** Begin Entries shown **
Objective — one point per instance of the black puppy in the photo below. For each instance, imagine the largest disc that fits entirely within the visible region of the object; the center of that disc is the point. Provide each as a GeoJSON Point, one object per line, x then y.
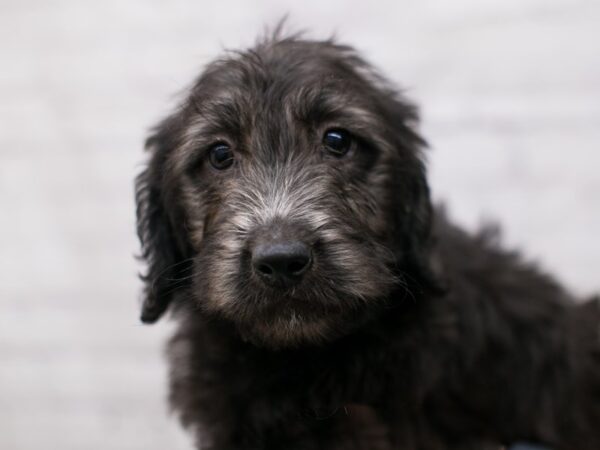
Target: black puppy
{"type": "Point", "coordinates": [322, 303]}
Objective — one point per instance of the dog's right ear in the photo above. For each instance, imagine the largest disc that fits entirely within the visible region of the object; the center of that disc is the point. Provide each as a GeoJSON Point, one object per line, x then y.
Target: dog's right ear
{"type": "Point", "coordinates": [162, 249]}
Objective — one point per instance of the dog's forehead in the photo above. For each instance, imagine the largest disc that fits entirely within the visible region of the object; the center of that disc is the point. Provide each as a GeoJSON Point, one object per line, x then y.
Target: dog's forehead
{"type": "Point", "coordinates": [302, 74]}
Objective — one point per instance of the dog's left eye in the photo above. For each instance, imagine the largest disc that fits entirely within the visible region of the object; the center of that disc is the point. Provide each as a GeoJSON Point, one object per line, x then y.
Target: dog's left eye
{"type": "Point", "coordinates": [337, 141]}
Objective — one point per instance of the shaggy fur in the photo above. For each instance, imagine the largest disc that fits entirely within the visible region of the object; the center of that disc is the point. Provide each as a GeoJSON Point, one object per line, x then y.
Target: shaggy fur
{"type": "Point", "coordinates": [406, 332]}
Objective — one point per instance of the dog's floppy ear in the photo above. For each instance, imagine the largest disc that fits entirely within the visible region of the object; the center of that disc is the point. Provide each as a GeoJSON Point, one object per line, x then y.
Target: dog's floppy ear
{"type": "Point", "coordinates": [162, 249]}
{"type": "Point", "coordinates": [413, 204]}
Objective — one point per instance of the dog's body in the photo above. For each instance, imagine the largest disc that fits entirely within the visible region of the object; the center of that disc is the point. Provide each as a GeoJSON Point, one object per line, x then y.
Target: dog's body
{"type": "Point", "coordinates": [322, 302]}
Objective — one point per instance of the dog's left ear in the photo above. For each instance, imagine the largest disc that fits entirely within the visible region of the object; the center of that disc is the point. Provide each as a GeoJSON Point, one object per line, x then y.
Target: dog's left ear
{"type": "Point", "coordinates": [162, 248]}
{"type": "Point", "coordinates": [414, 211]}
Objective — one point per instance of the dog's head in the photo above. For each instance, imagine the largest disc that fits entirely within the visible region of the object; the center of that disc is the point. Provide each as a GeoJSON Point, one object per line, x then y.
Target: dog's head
** End Entries shown **
** Begin Entries shown **
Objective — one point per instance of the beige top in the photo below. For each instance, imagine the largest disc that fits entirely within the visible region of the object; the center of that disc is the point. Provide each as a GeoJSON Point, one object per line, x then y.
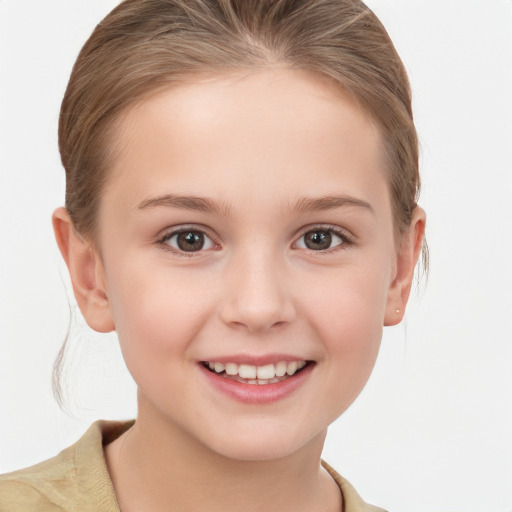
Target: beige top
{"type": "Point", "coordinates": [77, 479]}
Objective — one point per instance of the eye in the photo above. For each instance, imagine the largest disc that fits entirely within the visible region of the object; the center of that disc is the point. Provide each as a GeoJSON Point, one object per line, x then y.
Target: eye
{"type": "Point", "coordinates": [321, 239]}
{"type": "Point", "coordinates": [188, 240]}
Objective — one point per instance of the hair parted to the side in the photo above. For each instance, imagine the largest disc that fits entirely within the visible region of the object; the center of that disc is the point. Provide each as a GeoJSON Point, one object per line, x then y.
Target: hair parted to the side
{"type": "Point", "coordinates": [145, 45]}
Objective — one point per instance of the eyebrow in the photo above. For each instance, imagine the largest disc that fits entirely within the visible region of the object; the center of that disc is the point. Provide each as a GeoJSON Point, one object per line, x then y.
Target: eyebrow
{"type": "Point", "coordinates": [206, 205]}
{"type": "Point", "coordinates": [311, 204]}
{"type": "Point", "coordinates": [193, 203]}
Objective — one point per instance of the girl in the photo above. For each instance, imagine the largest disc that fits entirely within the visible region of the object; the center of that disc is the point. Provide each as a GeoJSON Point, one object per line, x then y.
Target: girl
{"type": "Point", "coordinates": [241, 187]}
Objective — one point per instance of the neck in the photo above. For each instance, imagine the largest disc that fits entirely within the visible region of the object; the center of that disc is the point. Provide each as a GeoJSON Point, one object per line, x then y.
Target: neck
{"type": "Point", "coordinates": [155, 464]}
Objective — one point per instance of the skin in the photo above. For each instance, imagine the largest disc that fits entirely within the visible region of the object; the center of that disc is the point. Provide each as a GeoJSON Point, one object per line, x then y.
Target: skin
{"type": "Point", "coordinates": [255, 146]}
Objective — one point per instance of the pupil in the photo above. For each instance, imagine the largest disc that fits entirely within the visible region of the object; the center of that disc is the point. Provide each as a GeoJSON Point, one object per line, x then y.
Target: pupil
** End Entries shown **
* Task to complete
Rewrite the lines from the one containing "Objective — one point per instance of the eyebrow" through the one containing "Target: eyebrow", inclusive, swapping "disc" for "circle" and leaving everything else unchanged.

* Task result
Objective — one point per instance of the eyebrow in the photo above. For each instance, imagine the largest circle that fits entirely within the visible region of the object; the center of that circle is the point. Provide each as a GeoJSON Point, one object per line, x then y.
Target: eyebrow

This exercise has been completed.